--- Input data ---
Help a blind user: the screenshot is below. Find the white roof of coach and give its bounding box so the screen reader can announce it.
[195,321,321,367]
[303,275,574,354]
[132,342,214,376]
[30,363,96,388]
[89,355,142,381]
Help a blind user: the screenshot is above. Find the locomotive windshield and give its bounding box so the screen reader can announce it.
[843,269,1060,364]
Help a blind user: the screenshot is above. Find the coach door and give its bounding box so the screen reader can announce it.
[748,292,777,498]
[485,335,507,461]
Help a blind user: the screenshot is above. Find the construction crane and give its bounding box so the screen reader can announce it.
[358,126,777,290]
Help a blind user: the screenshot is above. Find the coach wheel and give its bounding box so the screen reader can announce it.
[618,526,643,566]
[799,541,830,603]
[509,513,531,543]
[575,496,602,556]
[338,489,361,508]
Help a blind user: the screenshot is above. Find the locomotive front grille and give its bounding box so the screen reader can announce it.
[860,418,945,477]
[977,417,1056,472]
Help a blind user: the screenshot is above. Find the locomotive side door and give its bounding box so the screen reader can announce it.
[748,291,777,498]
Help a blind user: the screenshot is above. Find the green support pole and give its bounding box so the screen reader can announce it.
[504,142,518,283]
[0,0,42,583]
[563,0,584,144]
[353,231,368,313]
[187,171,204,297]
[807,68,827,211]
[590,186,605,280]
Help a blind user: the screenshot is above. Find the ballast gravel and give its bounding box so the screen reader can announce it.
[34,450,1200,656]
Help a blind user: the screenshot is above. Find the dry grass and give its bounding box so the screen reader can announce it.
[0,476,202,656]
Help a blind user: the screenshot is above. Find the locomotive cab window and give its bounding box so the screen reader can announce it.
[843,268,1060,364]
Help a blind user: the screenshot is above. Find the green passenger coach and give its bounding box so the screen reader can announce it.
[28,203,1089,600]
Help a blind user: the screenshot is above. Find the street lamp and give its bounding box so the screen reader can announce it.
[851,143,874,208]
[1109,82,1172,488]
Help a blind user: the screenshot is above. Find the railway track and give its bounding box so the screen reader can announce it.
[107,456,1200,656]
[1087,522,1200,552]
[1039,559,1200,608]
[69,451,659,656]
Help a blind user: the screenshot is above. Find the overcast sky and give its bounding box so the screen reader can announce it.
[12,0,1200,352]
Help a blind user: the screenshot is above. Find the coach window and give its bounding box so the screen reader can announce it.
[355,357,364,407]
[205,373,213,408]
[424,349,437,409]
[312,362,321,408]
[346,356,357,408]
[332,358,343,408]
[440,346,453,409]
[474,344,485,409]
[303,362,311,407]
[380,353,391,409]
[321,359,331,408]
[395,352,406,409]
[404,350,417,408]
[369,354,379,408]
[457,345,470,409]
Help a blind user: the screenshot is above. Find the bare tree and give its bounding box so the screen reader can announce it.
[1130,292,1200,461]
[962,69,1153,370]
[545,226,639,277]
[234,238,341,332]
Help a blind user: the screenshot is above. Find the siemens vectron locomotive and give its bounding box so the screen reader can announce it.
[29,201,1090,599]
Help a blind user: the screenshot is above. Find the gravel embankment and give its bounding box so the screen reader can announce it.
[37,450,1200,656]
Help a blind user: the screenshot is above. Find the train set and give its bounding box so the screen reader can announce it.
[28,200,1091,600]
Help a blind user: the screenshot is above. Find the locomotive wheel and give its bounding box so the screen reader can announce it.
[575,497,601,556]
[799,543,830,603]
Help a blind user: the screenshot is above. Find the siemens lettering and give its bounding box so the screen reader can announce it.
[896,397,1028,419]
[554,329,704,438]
---
* [Task description]: Retype exactly, and only, the lines that run from the one with "the locomotive wheel" through the final line of the entries.

* [Result]:
Help a blind user: the screenshot is above. Find the locomotive wheel and give its bounding box so the screen reader can announce it.
[575,497,601,556]
[799,543,830,603]
Help a blind user: the screenshot is above. Find the siemens lettering and give its bounding box so the screen reader can announce it.
[896,397,1028,419]
[554,329,704,438]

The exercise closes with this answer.